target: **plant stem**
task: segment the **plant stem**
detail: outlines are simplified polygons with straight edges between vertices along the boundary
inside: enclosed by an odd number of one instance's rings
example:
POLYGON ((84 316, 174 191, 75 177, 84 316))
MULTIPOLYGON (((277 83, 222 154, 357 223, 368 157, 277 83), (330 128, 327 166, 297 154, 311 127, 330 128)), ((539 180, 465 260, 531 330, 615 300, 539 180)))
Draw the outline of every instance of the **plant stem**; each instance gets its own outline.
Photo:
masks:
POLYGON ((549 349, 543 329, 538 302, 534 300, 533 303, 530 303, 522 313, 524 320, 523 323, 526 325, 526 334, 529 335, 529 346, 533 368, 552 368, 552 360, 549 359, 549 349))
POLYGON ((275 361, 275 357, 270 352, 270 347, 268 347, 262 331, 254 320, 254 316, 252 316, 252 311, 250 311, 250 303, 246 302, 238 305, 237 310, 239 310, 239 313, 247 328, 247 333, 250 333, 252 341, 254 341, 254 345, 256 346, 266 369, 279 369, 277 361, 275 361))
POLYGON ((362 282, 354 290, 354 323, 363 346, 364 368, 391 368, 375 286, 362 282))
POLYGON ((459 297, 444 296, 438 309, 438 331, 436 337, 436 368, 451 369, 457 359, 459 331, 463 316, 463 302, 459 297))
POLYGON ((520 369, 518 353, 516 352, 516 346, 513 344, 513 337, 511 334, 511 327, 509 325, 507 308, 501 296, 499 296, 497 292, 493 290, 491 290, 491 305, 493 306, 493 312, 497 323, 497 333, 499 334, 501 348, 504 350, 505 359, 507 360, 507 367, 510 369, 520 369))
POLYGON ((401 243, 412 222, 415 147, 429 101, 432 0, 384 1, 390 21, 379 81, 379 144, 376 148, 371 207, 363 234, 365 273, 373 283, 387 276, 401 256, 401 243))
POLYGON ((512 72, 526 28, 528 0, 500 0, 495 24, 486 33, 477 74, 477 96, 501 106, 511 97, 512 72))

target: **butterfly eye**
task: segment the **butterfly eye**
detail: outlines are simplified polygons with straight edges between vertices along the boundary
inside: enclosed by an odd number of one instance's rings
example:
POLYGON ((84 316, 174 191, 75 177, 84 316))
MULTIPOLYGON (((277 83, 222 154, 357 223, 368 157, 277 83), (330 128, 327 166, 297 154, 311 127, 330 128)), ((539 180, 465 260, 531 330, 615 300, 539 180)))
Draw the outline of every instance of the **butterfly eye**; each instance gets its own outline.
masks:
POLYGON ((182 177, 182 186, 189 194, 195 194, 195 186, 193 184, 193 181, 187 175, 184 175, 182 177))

* **DIRECTIONS**:
Please revise the material above so that "simplified polygons" becomes "approximate polygons" everywhere it occurs, keeping every other line unchanged.

* **SOLUTION**:
target: **plant stem**
task: segment the **plant stem**
detail: outlines are approximate polygons with straight edges between vertices along the boundary
inside: enclosed by an odd number of one instance's rings
example:
POLYGON ((84 316, 174 191, 75 177, 84 316))
MULTIPOLYGON (((277 83, 222 154, 357 223, 368 157, 277 83), (330 128, 327 166, 297 154, 311 127, 330 128)), ((539 180, 465 260, 531 330, 615 300, 539 180)))
Draw the outline of every instance of the **plant stem**; each instance gets its own outline.
Photo:
masks:
POLYGON ((549 349, 543 329, 538 302, 534 300, 533 303, 530 303, 522 313, 524 320, 523 323, 526 325, 526 334, 529 335, 529 346, 533 368, 552 368, 552 360, 549 359, 549 349))
POLYGON ((275 361, 275 357, 270 352, 270 347, 268 347, 262 331, 254 320, 254 316, 252 316, 252 311, 250 311, 250 303, 246 302, 238 305, 237 310, 239 310, 239 313, 247 328, 247 333, 250 333, 252 341, 254 341, 254 345, 256 346, 266 369, 279 369, 277 361, 275 361))
POLYGON ((362 282, 354 290, 354 323, 363 346, 364 368, 391 368, 375 286, 362 282))
POLYGON ((459 297, 444 296, 438 309, 438 331, 436 337, 436 368, 451 369, 457 359, 459 331, 463 316, 463 302, 459 297))
POLYGON ((520 369, 518 353, 516 352, 516 346, 513 344, 513 337, 511 334, 511 327, 509 325, 507 308, 501 296, 499 296, 497 292, 493 290, 491 290, 491 305, 493 306, 493 312, 497 323, 497 333, 499 334, 501 348, 504 350, 505 359, 507 360, 507 367, 510 369, 520 369))
POLYGON ((401 243, 412 222, 415 147, 429 101, 432 0, 384 1, 390 21, 379 81, 379 144, 376 148, 371 207, 363 234, 365 273, 373 283, 387 276, 401 256, 401 243))
POLYGON ((512 72, 526 28, 528 0, 500 0, 495 24, 486 33, 477 74, 477 96, 501 106, 511 97, 512 72))

target: **butterfly eye**
task: segment the **butterfly eye**
detail: outlines are approximate polygons with straight edges between vertices along the boundary
inside: enclosed by an odd number of one instance's rings
example:
POLYGON ((84 316, 174 191, 75 177, 84 316))
MULTIPOLYGON (((277 83, 222 154, 357 223, 368 157, 277 83), (330 128, 327 166, 297 154, 311 127, 330 128)), ((539 180, 465 260, 531 330, 615 300, 539 180)))
Draw the outline of every instance of the **butterfly eye**; each instance gets its own outline.
masks:
POLYGON ((182 177, 182 186, 189 194, 195 194, 195 186, 193 184, 193 181, 187 175, 184 175, 182 177))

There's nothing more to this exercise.